> DIRECTIVE
Reproduce the following data verbatim, keeping every line and character unchanged.

╭─ PROVIDED DATA

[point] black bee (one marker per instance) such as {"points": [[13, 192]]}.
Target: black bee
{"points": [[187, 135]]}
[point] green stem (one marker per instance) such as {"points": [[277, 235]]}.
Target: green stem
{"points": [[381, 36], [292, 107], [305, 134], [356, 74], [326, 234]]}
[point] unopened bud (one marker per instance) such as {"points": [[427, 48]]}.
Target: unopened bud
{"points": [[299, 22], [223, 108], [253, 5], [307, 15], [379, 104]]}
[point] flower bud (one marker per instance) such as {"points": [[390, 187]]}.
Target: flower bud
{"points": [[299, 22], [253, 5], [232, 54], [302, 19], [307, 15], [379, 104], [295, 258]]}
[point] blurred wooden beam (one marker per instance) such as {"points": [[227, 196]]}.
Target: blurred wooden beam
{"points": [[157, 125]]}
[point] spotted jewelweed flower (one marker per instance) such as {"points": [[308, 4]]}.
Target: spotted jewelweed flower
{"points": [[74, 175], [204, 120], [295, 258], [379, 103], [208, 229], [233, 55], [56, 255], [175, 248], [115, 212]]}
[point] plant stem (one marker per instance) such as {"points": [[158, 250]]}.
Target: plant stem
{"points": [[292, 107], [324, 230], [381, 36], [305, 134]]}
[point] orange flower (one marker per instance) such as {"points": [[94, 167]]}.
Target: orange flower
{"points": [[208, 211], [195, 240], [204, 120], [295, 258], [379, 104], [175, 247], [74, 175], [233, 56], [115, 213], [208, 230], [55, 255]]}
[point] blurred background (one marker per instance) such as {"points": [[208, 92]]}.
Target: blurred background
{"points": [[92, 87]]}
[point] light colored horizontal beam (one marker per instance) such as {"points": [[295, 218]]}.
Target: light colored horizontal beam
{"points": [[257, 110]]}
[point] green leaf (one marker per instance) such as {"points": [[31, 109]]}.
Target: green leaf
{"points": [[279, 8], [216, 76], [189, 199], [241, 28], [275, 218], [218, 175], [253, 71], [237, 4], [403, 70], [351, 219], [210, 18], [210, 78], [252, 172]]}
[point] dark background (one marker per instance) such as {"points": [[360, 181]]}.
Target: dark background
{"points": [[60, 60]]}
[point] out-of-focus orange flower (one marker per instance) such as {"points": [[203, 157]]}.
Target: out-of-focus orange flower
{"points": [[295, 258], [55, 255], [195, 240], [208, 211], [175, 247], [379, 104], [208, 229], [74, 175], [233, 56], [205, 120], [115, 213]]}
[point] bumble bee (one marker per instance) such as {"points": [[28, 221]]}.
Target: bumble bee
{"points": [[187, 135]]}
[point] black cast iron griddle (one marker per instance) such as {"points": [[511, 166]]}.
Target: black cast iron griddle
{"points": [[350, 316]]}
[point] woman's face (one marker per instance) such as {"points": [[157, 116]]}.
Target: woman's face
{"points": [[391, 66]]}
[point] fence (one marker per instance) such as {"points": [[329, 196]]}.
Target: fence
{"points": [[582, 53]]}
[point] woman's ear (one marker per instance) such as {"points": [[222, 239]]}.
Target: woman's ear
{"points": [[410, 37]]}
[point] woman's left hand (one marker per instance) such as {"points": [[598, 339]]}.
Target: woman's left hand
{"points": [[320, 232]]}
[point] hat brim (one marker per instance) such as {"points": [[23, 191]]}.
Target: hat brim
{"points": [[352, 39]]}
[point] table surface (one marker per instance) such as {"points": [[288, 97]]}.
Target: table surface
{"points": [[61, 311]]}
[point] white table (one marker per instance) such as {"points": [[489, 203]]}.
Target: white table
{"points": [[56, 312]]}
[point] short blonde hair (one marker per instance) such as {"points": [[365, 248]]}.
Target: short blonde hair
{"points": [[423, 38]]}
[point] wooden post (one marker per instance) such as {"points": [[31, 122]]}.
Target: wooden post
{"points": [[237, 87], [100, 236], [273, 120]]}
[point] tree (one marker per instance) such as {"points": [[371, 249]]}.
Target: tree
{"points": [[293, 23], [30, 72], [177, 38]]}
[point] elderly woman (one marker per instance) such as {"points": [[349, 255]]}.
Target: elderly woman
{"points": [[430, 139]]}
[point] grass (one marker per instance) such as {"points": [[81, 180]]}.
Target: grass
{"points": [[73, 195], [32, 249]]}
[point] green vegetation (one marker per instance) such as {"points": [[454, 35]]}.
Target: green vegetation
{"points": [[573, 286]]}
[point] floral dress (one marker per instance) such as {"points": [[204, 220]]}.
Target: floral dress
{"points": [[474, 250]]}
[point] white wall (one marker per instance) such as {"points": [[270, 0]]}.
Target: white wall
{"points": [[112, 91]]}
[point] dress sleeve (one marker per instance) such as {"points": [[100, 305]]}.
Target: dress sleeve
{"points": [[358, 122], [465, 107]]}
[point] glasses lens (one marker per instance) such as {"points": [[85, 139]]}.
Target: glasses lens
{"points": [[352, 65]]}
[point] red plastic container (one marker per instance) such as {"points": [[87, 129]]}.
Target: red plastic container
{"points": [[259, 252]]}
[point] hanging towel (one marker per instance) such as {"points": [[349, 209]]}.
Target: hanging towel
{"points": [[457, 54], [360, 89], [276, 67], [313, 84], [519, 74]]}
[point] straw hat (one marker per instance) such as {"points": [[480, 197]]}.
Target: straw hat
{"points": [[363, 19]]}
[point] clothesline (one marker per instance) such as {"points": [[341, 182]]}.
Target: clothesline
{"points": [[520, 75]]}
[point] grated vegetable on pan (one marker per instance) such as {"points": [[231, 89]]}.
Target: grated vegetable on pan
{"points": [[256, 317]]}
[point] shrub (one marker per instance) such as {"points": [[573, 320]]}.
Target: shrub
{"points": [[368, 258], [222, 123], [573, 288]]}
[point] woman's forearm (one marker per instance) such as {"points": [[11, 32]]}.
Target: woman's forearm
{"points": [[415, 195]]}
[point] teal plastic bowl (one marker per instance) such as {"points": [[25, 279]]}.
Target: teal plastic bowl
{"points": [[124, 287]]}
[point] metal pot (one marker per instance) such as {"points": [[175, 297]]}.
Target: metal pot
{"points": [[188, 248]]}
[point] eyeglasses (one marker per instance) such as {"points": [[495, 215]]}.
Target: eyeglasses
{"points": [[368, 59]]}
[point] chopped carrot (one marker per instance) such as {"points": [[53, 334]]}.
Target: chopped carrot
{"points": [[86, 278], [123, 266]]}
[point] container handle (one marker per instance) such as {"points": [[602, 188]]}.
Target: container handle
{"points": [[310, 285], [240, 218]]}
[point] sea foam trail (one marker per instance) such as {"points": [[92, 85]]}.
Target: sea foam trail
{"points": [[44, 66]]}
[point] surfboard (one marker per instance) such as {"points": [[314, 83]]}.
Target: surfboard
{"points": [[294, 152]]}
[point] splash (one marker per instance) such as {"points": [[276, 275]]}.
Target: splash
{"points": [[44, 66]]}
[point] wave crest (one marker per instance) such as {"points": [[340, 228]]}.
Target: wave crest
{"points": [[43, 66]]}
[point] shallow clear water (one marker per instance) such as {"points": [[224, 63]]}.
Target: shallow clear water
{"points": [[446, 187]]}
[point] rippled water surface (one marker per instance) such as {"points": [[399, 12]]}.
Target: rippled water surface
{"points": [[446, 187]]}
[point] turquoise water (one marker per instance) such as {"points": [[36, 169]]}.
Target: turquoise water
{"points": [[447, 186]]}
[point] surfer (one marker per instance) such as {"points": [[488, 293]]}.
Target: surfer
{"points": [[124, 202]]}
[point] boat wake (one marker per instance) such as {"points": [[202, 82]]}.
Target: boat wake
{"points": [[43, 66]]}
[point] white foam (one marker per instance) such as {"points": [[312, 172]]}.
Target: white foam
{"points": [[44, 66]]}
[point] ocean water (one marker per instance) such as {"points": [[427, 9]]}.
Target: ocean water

╰─

> OUTPUT FOR THIS TASK
[point] black bee (one marker per instance) such as {"points": [[13, 192]]}.
Target: black bee
{"points": [[187, 135]]}
[point] green stem (one marker per instance) such as {"points": [[277, 235]]}.
Target: green stem
{"points": [[381, 36], [292, 107], [305, 134], [356, 74], [326, 234]]}
[point] unopened bud (one marker per instance) such as {"points": [[427, 48]]}.
Target: unopened bud
{"points": [[299, 22], [223, 108], [253, 5], [307, 15], [379, 104]]}
[point] flower bud (one marker per instance) such as {"points": [[390, 187]]}.
Target: flower bud
{"points": [[299, 22], [253, 5], [232, 54], [302, 19], [307, 15], [379, 104], [295, 258]]}
[point] blurred wooden beam (one marker per instance) such as {"points": [[227, 196]]}.
Target: blurred wooden beam
{"points": [[157, 125]]}
[point] spotted jewelweed flower (one marker per instance) such as {"points": [[308, 4]]}.
Target: spotted jewelweed flower
{"points": [[74, 175], [204, 120], [295, 258], [379, 103], [208, 229], [233, 55], [56, 255], [175, 248], [115, 212]]}
[point] plant stem (one marker per instance) such as {"points": [[158, 250]]}.
Target: plant stem
{"points": [[292, 107], [324, 230], [381, 36], [305, 134]]}
[point] orange flower (one marker per instance) such as {"points": [[94, 167]]}.
Target: orange flower
{"points": [[208, 211], [195, 240], [204, 120], [295, 258], [379, 104], [175, 247], [74, 175], [233, 56], [115, 213], [208, 230], [55, 255]]}
[point] blurred background (one marker per instance) such as {"points": [[208, 92]]}.
Target: blurred background
{"points": [[92, 87]]}
[point] light colored horizontal beam (one marker per instance) such as {"points": [[295, 218]]}.
Target: light colored horizontal beam
{"points": [[257, 110]]}
[point] green leaf (one marker per instance) such as {"points": [[31, 109]]}.
Target: green leaf
{"points": [[279, 8], [216, 76], [189, 199], [241, 28], [275, 218], [218, 175], [253, 71], [237, 4], [403, 70], [351, 219], [210, 18], [210, 78], [252, 172]]}
[point] dark background (one marker per instance) such as {"points": [[360, 181]]}.
Target: dark background
{"points": [[60, 60]]}
[point] out-of-focus orange flower (one marker per instance) such as {"points": [[203, 157]]}.
Target: out-of-focus orange flower
{"points": [[295, 258], [55, 255], [195, 240], [208, 211], [175, 247], [379, 104], [208, 229], [74, 175], [233, 56], [205, 120], [115, 213]]}
[point] bumble bee (one marker per instance) such as {"points": [[28, 221]]}.
Target: bumble bee
{"points": [[187, 135]]}
[point] black cast iron griddle (one marker per instance) such as {"points": [[511, 166]]}.
Target: black cast iron griddle
{"points": [[350, 316]]}
[point] woman's face (one marker per instance) such as {"points": [[157, 116]]}.
Target: woman's face
{"points": [[391, 66]]}
[point] fence (one marker per instance) such as {"points": [[329, 196]]}.
Target: fence
{"points": [[582, 53]]}
[point] woman's ear (one marker per instance) such as {"points": [[222, 239]]}.
Target: woman's ear
{"points": [[410, 37]]}
[point] woman's left hand (one marker per instance) such as {"points": [[598, 339]]}.
Target: woman's left hand
{"points": [[320, 232]]}
[point] hat brim (one marker per instance) such as {"points": [[23, 191]]}.
Target: hat brim
{"points": [[352, 39]]}
[point] table surface (one marker per instance) such as {"points": [[288, 97]]}.
Target: table surface
{"points": [[61, 311]]}
[point] white table (one marker per instance) such as {"points": [[489, 203]]}.
Target: white table
{"points": [[56, 312]]}
[point] short blonde hair (one marker per instance) such as {"points": [[365, 248]]}.
Target: short blonde hair
{"points": [[423, 38]]}
[point] wooden post (one marker per instance) such as {"points": [[31, 122]]}.
Target: wooden post
{"points": [[237, 87], [100, 236], [273, 120]]}
[point] tree (one marker per instance) such as {"points": [[371, 249]]}.
Target: tree
{"points": [[293, 23], [30, 72], [177, 38]]}
[point] elderly woman (one marker per instance) such as {"points": [[349, 255]]}.
Target: elderly woman
{"points": [[430, 139]]}
[point] grass (one marker per instance) such as {"points": [[81, 180]]}.
Target: grass
{"points": [[73, 195], [32, 249]]}
[point] green vegetation (one marker per instance) such as {"points": [[454, 35]]}.
Target: green vegetation
{"points": [[573, 286]]}
[point] floral dress (one marker per instance) such as {"points": [[204, 220]]}.
Target: floral dress
{"points": [[474, 250]]}
[point] white wall (one marker per instance) such as {"points": [[270, 0]]}.
Target: white wall
{"points": [[112, 91]]}
[point] dress sleeve (one marker per instance) such as {"points": [[100, 305]]}.
Target: dress sleeve
{"points": [[358, 122], [465, 107]]}
[point] glasses lens (one marker per instance) such as {"points": [[85, 139]]}.
Target: glasses lens
{"points": [[352, 65]]}
[point] red plastic container (one marker per instance) such as {"points": [[87, 129]]}.
Target: red plastic container
{"points": [[259, 252]]}
[point] hanging towel (one marker per instance) such as {"points": [[349, 209]]}.
Target: hanging towel
{"points": [[457, 54], [360, 89], [276, 67], [313, 84], [519, 74]]}
[point] straw hat (one marker per instance) such as {"points": [[480, 197]]}.
Target: straw hat
{"points": [[363, 19]]}
[point] clothesline (one marker per instance) such as {"points": [[341, 182]]}.
Target: clothesline
{"points": [[520, 75]]}
[point] grated vegetable on pan (one marker per instance) such as {"points": [[231, 89]]}.
Target: grated vegetable on pan
{"points": [[256, 317]]}
[point] shrub (one marker per instance) such as {"points": [[573, 320]]}.
Target: shrub
{"points": [[368, 258], [222, 123], [573, 288]]}
[point] woman's forearm (one marker per instance) such as {"points": [[11, 32]]}.
Target: woman's forearm
{"points": [[415, 195]]}
[point] teal plastic bowl (one marker per instance) such as {"points": [[25, 279]]}.
Target: teal plastic bowl
{"points": [[124, 287]]}
[point] metal pot (one marker per instance) such as {"points": [[175, 297]]}.
Target: metal pot
{"points": [[188, 248]]}
[point] eyeglasses (one marker per instance) such as {"points": [[495, 215]]}.
Target: eyeglasses
{"points": [[368, 59]]}
[point] chopped carrot (one marker per instance) such as {"points": [[53, 334]]}.
Target: chopped carrot
{"points": [[86, 278], [123, 266]]}
[point] container handle (one marker per instance) such as {"points": [[602, 188]]}.
Target: container handle
{"points": [[310, 285], [240, 218]]}
[point] sea foam trail (one marker per instance) such as {"points": [[92, 85]]}.
Target: sea foam trail
{"points": [[44, 66]]}
[point] surfboard (one marker per instance) such as {"points": [[314, 83]]}.
Target: surfboard
{"points": [[294, 152]]}
[point] splash (one marker per instance) such as {"points": [[276, 275]]}.
Target: splash
{"points": [[44, 66]]}
[point] wave crest (one marker per instance) such as {"points": [[340, 228]]}.
Target: wave crest
{"points": [[43, 66]]}
[point] shallow clear water (one marker per instance) such as {"points": [[224, 63]]}.
Target: shallow clear water
{"points": [[446, 187]]}
[point] rippled water surface (one marker per instance) such as {"points": [[399, 12]]}.
Target: rippled water surface
{"points": [[446, 187]]}
[point] turquoise water (one marker per instance) such as {"points": [[36, 169]]}.
Target: turquoise water
{"points": [[447, 186]]}
[point] surfer (one marker per instance) such as {"points": [[488, 293]]}.
Target: surfer
{"points": [[124, 202]]}
[point] boat wake (one marker per instance) such as {"points": [[202, 82]]}.
Target: boat wake
{"points": [[43, 66]]}
[point] white foam (one marker per instance) such as {"points": [[312, 172]]}.
Target: white foam
{"points": [[44, 66]]}
[point] ocean water (one marker per instance) such as {"points": [[427, 9]]}.
Target: ocean water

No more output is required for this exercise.